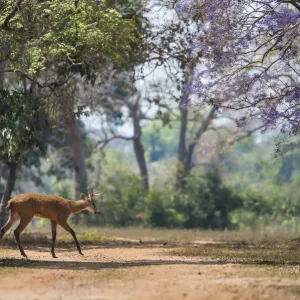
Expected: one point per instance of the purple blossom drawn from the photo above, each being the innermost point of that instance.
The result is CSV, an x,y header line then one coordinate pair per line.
x,y
249,58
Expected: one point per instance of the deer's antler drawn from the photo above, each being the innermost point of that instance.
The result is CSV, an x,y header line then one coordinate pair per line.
x,y
91,192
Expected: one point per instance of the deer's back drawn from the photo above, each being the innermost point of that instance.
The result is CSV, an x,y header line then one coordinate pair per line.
x,y
43,206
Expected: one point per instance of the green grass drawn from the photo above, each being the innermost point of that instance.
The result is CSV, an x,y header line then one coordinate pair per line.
x,y
264,253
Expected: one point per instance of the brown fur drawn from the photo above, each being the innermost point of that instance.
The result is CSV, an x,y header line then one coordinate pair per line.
x,y
24,207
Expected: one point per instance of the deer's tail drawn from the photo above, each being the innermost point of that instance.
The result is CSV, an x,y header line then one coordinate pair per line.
x,y
8,205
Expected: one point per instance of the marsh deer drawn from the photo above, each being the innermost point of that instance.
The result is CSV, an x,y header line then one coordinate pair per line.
x,y
24,207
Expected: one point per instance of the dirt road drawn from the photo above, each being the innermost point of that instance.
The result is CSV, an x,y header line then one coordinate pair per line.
x,y
132,273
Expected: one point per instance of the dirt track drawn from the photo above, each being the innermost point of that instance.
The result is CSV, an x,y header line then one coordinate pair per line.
x,y
132,273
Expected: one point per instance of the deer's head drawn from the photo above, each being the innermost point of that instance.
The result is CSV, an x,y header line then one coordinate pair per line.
x,y
91,205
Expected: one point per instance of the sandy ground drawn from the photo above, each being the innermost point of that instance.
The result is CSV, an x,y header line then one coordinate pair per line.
x,y
132,273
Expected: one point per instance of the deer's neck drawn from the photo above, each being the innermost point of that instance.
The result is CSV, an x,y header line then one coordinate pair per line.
x,y
77,206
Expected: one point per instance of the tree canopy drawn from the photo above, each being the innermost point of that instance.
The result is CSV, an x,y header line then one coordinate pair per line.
x,y
248,53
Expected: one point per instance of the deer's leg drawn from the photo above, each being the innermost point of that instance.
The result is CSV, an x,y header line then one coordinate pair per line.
x,y
53,228
14,217
23,223
66,226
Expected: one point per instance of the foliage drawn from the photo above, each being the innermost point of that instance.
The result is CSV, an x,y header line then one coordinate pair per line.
x,y
21,121
75,36
248,51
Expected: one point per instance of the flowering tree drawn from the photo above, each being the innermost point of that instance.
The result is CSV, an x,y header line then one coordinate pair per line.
x,y
248,58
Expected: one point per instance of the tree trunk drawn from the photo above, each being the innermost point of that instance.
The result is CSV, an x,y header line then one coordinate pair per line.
x,y
182,151
78,154
2,69
189,155
137,144
8,190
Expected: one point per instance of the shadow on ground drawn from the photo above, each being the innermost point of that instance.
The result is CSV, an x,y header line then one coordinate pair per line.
x,y
94,265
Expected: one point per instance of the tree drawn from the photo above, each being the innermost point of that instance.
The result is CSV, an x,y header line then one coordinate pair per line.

• • •

_REQUIRED WORK_. Format all the records above as a numbered list with one line per entry, leaving out blank lines and the pictures.

_EXERCISE RESULT_.
1. Expected: one point per instance of the purple blossom drawn from the photo above, each being the innermost point of that instance.
2. The result is CSV, an x,y header line then one coordinate pair per line.
3. x,y
4. 249,58
5. Expected: one point per instance of the deer's antler drawn from the photo above, each being the innermost point of that instance.
6. The result is CSV, an x,y header line then one coordinate pair per line.
7. x,y
8. 91,192
9. Expected: one point per instance of the deer's back drawn from the photo above, each being the innermost point of that instance.
10. The result is CSV, an x,y header line then one coordinate pair per line.
11. x,y
12. 43,206
13. Expected: one point per instance of the green grass drawn from the photo above, each being the innermost point of that instance.
14. The result is CSV, an x,y header line then one coordinate pair per line.
15. x,y
16. 264,253
17. Expected: one point per instance of the brown fur drawn from the photo above, each being the innermost point of that instance.
18. The result is CSV, an x,y header line then one coordinate pair per line.
19. x,y
20. 24,207
21. Expected: one point per instance of the deer's tail drawn from the photo above, each being the innermost point of that instance.
22. The result is CSV, an x,y header line then one coordinate pair per line.
23. x,y
24. 8,205
25. Expected: one point per instance of the marsh deer drawn from the photo above, each being the innermost point of that instance.
26. The result is CSV, an x,y header line then one coordinate pair per line.
27. x,y
28. 24,207
29. Expected: one point per instance of the dirt road drawn from the photo above, each being the innermost point of that instance.
30. The result is CSV, an x,y header line then one coordinate pair per line.
31. x,y
32. 132,273
33. Expected: one point per instance of the dirt track drawn from the photo above, each being the innermost point of that instance.
34. The result is CSV, an x,y header line then one coordinate pair per line.
35. x,y
36. 132,273
37. Expected: one point per instance of the deer's head drawn from the photo above, each being the innermost point of that instance.
38. The result is CSV, an x,y header line then one coordinate pair per line.
39. x,y
40. 91,205
41. Expected: one point per instance of the sandy ground drawn from the photo above, each being the innermost point of that instance.
42. The result is CSV, an x,y header line then one coordinate pair per line.
43. x,y
44. 132,273
45. Expected: one point per instance of the deer's neck drawn from the photo above, each being the innermost point of that instance.
46. The result is CSV, an x,y header line then one coordinate pair per line.
47. x,y
48. 77,206
49. Expected: one point per instance of the tree canopy drawn from the photo above, each being the innermost point of that instance.
50. The result is CSV, an x,y header line then one coordinate pair per line.
51. x,y
52. 248,53
53. Expected: one point per instance of the deer's leg drawn from the photo above, each being the innermost point of that instance.
54. The result is CSV, an x,y header line then one coordinate pair per line.
55. x,y
56. 53,228
57. 14,217
58. 23,223
59. 66,226
60. Expected: one point per instance of the foliage drawn from the photo above, each being the innermost point of that instance.
61. The result is CSV, an x,y header line then one coordinate pair per line.
62. x,y
63. 21,121
64. 75,36
65. 248,51
66. Expected: one point per instance of the flowering tree drawn from the photo above, each being the innermost point of that instance.
67. The result is CSV, an x,y header line then one coordinate pair per line.
68. x,y
69. 248,58
70. Expected: one point per instance of the tree trunk drawn from the photo above, each being the innermost point of that instance.
71. The result is CSV, an x,y header line then one coordinate pair per line.
72. x,y
73. 182,151
74. 78,154
75. 2,69
76. 189,155
77. 137,144
78. 8,190
79. Expected: one point per instance of the shadow on ground drawn from the photo above, each being the innermost point of that instance.
80. The result is CSV, an x,y header line then one coordinate pair per line.
81. x,y
82. 94,265
83. Expected: one point per instance of the tree drawn from the photo above, each being the innermost point of that instance.
84. The result is CSV, an x,y header line then one coordinate pair per line.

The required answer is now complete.